(Stored items from a collection)
↓

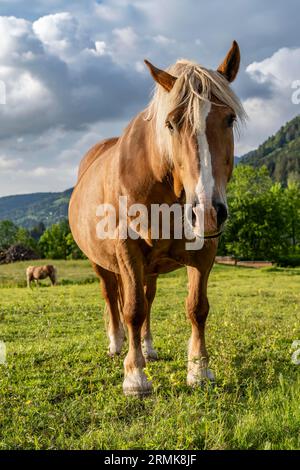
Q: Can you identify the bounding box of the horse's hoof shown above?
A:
[123,369,152,397]
[144,349,158,362]
[142,340,158,362]
[187,368,216,387]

↑

WHAT THE TASK ASKS: Return every one of the records above word for word, without the pictures.

EXERCISE RESULT:
Q: Can you identify the bounding box of the horse's hoof shown above?
A:
[123,369,152,397]
[144,349,158,362]
[142,340,158,362]
[187,368,216,387]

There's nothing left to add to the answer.